Directive: Please pull out every line of the items below that contains the word "palace". Matches must have the same case.

(Bounding-box records)
++++++++++++++++++++

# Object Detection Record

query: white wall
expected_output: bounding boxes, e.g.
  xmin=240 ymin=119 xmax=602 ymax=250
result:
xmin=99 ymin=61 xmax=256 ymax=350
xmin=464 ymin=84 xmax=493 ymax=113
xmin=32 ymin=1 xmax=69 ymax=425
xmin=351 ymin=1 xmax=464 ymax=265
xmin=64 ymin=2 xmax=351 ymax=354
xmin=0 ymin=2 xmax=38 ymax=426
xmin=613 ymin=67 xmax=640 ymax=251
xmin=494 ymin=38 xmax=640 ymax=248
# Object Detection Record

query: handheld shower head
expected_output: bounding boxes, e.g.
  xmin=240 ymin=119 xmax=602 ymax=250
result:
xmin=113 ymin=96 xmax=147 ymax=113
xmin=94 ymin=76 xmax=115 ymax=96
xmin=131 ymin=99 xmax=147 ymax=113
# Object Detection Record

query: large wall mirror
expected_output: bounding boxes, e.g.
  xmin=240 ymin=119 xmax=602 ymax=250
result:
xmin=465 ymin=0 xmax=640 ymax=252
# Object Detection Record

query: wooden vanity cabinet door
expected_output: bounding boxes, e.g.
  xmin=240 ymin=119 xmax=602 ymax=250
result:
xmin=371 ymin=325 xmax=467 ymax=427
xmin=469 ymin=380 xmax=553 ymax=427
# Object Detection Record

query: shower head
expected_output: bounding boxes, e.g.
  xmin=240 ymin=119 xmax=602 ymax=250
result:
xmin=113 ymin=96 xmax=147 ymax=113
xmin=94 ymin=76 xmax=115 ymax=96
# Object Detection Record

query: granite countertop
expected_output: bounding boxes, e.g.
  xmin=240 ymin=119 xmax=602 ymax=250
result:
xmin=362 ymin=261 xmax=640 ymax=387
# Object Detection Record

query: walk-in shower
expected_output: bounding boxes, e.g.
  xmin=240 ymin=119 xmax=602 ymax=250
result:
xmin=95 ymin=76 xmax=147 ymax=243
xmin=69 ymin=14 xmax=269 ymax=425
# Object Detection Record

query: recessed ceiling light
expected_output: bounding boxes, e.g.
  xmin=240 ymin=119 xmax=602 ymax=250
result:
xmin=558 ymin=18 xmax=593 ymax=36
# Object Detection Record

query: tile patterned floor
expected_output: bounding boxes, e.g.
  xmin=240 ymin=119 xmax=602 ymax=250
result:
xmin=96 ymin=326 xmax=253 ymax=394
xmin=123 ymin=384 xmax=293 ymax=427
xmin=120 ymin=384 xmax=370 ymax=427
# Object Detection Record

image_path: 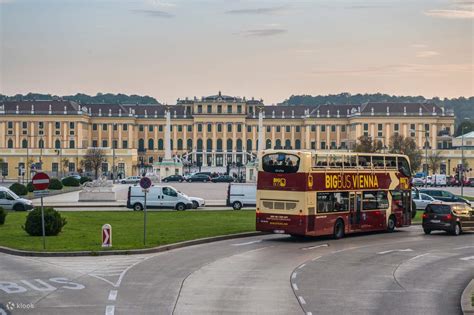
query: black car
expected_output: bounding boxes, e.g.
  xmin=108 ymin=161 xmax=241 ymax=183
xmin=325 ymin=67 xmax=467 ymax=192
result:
xmin=163 ymin=175 xmax=184 ymax=183
xmin=188 ymin=174 xmax=211 ymax=183
xmin=211 ymin=175 xmax=234 ymax=183
xmin=420 ymin=189 xmax=471 ymax=205
xmin=423 ymin=201 xmax=474 ymax=235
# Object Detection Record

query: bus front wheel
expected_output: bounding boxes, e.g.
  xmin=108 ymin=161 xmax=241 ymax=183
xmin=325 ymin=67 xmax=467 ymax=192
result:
xmin=334 ymin=220 xmax=344 ymax=240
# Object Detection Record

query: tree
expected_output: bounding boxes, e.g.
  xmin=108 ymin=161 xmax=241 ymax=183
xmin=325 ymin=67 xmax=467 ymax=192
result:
xmin=428 ymin=150 xmax=443 ymax=174
xmin=389 ymin=134 xmax=421 ymax=172
xmin=81 ymin=148 xmax=106 ymax=179
xmin=354 ymin=136 xmax=383 ymax=153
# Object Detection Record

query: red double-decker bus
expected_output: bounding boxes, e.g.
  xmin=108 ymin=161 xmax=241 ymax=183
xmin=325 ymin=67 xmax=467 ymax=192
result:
xmin=256 ymin=150 xmax=416 ymax=238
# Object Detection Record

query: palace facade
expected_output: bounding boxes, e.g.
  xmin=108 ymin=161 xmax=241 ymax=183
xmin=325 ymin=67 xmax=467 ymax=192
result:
xmin=0 ymin=92 xmax=466 ymax=179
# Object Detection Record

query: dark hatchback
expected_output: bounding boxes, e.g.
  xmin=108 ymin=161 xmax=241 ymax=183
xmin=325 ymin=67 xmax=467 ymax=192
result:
xmin=188 ymin=174 xmax=211 ymax=183
xmin=211 ymin=175 xmax=234 ymax=183
xmin=423 ymin=201 xmax=474 ymax=235
xmin=163 ymin=175 xmax=184 ymax=183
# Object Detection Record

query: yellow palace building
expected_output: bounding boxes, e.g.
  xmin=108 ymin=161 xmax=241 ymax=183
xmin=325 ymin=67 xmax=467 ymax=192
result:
xmin=0 ymin=92 xmax=466 ymax=180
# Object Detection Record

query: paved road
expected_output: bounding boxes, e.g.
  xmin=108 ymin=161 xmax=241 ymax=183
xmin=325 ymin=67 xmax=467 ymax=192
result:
xmin=0 ymin=226 xmax=474 ymax=314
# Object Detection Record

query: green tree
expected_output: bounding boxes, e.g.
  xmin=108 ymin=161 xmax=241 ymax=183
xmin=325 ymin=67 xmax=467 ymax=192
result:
xmin=389 ymin=134 xmax=421 ymax=172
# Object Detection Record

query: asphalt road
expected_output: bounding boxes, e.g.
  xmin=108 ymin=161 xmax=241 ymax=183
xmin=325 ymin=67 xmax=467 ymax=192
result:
xmin=0 ymin=226 xmax=474 ymax=315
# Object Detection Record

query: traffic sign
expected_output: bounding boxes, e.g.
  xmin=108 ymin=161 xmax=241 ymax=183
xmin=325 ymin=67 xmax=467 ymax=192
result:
xmin=32 ymin=173 xmax=49 ymax=190
xmin=102 ymin=224 xmax=112 ymax=247
xmin=140 ymin=177 xmax=151 ymax=189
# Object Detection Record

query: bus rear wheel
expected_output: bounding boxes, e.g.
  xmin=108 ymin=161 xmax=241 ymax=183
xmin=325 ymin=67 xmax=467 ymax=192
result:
xmin=334 ymin=220 xmax=344 ymax=240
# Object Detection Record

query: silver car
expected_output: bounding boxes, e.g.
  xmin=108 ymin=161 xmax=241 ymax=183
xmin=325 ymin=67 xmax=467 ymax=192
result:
xmin=413 ymin=193 xmax=436 ymax=210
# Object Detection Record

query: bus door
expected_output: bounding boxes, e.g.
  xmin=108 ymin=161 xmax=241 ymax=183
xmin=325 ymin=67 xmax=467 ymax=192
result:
xmin=349 ymin=192 xmax=362 ymax=230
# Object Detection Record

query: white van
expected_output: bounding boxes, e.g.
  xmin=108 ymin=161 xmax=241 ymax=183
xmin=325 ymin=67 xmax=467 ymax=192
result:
xmin=227 ymin=183 xmax=257 ymax=210
xmin=127 ymin=186 xmax=193 ymax=211
xmin=431 ymin=174 xmax=447 ymax=187
xmin=0 ymin=186 xmax=33 ymax=211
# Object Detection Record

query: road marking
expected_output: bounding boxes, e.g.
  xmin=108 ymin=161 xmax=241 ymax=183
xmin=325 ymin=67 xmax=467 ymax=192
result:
xmin=109 ymin=290 xmax=117 ymax=301
xmin=105 ymin=305 xmax=115 ymax=315
xmin=232 ymin=240 xmax=262 ymax=246
xmin=301 ymin=244 xmax=329 ymax=250
xmin=377 ymin=248 xmax=413 ymax=255
xmin=459 ymin=256 xmax=474 ymax=261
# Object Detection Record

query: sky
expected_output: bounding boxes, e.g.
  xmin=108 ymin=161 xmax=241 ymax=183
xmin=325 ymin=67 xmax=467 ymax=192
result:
xmin=0 ymin=0 xmax=474 ymax=104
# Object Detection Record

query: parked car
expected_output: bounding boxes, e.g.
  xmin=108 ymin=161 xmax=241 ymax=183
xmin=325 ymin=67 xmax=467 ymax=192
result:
xmin=211 ymin=175 xmax=234 ymax=183
xmin=163 ymin=175 xmax=184 ymax=183
xmin=422 ymin=201 xmax=474 ymax=235
xmin=120 ymin=176 xmax=141 ymax=184
xmin=226 ymin=183 xmax=257 ymax=210
xmin=127 ymin=186 xmax=193 ymax=211
xmin=420 ymin=189 xmax=471 ymax=205
xmin=188 ymin=174 xmax=211 ymax=183
xmin=0 ymin=186 xmax=33 ymax=211
xmin=412 ymin=193 xmax=436 ymax=210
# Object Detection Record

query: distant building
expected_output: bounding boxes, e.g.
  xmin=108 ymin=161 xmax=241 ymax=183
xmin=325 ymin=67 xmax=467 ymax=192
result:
xmin=0 ymin=92 xmax=466 ymax=179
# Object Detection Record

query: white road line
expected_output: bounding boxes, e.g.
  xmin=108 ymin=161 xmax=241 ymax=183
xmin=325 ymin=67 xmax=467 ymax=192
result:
xmin=105 ymin=305 xmax=115 ymax=315
xmin=377 ymin=248 xmax=413 ymax=255
xmin=459 ymin=256 xmax=474 ymax=261
xmin=109 ymin=290 xmax=117 ymax=301
xmin=232 ymin=240 xmax=262 ymax=246
xmin=298 ymin=296 xmax=306 ymax=304
xmin=302 ymin=244 xmax=329 ymax=250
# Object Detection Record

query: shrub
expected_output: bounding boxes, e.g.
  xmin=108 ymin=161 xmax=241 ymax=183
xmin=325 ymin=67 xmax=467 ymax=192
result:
xmin=61 ymin=176 xmax=81 ymax=187
xmin=0 ymin=207 xmax=7 ymax=225
xmin=23 ymin=207 xmax=67 ymax=236
xmin=79 ymin=176 xmax=92 ymax=185
xmin=48 ymin=178 xmax=63 ymax=190
xmin=26 ymin=182 xmax=35 ymax=192
xmin=10 ymin=183 xmax=28 ymax=196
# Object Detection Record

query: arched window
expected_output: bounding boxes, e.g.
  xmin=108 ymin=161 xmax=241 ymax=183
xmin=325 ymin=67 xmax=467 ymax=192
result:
xmin=275 ymin=139 xmax=281 ymax=149
xmin=197 ymin=139 xmax=202 ymax=152
xmin=237 ymin=139 xmax=242 ymax=152
xmin=295 ymin=140 xmax=301 ymax=150
xmin=206 ymin=139 xmax=212 ymax=152
xmin=265 ymin=139 xmax=272 ymax=149
xmin=138 ymin=139 xmax=145 ymax=151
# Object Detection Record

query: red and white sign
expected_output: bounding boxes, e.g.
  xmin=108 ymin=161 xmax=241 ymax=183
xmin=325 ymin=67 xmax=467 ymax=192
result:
xmin=32 ymin=173 xmax=49 ymax=190
xmin=102 ymin=224 xmax=112 ymax=247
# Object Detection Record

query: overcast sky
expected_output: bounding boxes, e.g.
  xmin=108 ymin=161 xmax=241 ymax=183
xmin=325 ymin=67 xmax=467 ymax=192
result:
xmin=0 ymin=0 xmax=474 ymax=104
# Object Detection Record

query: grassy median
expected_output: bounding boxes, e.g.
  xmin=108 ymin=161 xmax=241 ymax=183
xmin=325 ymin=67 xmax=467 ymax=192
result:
xmin=0 ymin=211 xmax=255 ymax=251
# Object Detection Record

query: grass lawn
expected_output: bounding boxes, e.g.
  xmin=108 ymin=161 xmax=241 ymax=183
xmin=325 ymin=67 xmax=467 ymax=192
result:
xmin=0 ymin=211 xmax=255 ymax=251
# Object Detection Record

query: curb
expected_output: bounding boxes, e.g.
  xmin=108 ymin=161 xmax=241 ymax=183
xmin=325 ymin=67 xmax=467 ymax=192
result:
xmin=461 ymin=279 xmax=474 ymax=314
xmin=0 ymin=232 xmax=265 ymax=257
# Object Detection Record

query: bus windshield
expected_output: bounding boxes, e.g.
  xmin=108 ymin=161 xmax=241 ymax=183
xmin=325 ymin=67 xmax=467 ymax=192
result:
xmin=262 ymin=153 xmax=300 ymax=173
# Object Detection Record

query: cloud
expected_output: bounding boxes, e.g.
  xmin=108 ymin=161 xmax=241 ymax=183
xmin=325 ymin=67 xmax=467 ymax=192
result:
xmin=416 ymin=50 xmax=439 ymax=58
xmin=237 ymin=28 xmax=287 ymax=37
xmin=133 ymin=10 xmax=174 ymax=18
xmin=424 ymin=9 xmax=474 ymax=19
xmin=225 ymin=6 xmax=286 ymax=15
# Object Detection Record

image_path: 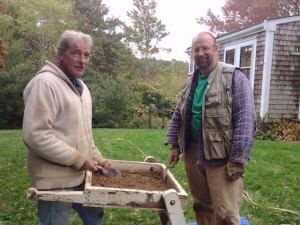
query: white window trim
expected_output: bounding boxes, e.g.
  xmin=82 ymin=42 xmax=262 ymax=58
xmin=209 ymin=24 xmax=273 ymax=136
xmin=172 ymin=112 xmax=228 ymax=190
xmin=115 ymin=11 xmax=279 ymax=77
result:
xmin=223 ymin=38 xmax=257 ymax=90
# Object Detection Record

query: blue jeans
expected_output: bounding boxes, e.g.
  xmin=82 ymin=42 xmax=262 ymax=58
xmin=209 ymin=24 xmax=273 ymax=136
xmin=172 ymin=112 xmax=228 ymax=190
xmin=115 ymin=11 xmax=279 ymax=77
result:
xmin=38 ymin=185 xmax=104 ymax=225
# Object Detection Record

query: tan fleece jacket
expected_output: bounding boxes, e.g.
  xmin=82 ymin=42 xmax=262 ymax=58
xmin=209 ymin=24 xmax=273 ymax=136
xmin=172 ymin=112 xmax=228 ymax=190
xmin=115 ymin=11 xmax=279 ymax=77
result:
xmin=23 ymin=61 xmax=105 ymax=189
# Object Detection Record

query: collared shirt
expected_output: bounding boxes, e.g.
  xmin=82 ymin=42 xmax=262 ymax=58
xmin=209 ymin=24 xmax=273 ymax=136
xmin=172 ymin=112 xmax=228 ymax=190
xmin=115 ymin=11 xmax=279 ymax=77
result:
xmin=166 ymin=70 xmax=256 ymax=166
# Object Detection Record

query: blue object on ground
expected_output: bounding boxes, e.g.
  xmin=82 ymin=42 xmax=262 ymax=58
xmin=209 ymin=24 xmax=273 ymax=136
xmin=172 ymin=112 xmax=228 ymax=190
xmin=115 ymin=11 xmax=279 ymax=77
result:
xmin=187 ymin=216 xmax=250 ymax=225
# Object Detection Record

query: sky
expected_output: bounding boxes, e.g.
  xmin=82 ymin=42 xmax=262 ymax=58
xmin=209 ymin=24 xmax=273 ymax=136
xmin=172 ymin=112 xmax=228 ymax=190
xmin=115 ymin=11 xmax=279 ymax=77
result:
xmin=102 ymin=0 xmax=225 ymax=61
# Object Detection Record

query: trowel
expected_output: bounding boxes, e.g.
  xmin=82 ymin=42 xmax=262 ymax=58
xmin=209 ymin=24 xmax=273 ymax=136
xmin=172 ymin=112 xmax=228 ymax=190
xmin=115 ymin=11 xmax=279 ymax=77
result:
xmin=96 ymin=165 xmax=122 ymax=178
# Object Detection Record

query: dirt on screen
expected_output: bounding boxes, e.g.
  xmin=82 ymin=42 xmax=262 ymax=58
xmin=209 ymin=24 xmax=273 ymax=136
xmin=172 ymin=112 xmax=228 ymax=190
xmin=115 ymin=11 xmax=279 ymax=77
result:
xmin=92 ymin=170 xmax=168 ymax=191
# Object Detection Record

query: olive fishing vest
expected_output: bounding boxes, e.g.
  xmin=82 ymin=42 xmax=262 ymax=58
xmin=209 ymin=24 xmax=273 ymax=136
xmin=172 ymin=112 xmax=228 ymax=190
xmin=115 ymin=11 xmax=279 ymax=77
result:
xmin=178 ymin=62 xmax=236 ymax=160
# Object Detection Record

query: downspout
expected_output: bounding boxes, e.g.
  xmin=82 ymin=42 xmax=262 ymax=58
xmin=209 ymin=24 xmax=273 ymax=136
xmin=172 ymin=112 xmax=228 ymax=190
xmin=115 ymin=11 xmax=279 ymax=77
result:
xmin=259 ymin=21 xmax=276 ymax=120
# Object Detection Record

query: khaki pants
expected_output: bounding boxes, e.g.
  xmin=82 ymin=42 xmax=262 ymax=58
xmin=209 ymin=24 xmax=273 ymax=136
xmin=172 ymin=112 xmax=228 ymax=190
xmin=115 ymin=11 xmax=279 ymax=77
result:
xmin=185 ymin=142 xmax=243 ymax=225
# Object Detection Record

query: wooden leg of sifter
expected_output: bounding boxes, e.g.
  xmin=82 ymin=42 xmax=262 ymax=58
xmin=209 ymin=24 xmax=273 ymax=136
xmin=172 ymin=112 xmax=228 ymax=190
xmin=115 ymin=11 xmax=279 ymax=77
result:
xmin=160 ymin=189 xmax=186 ymax=225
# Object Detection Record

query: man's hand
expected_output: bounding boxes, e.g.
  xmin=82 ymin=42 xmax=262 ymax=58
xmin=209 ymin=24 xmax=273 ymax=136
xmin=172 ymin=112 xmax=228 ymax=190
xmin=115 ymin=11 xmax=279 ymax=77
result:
xmin=169 ymin=147 xmax=181 ymax=165
xmin=225 ymin=161 xmax=245 ymax=181
xmin=80 ymin=157 xmax=98 ymax=172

++++++++++++++++++++

Solution below:
query: palace facade
query: yellow palace building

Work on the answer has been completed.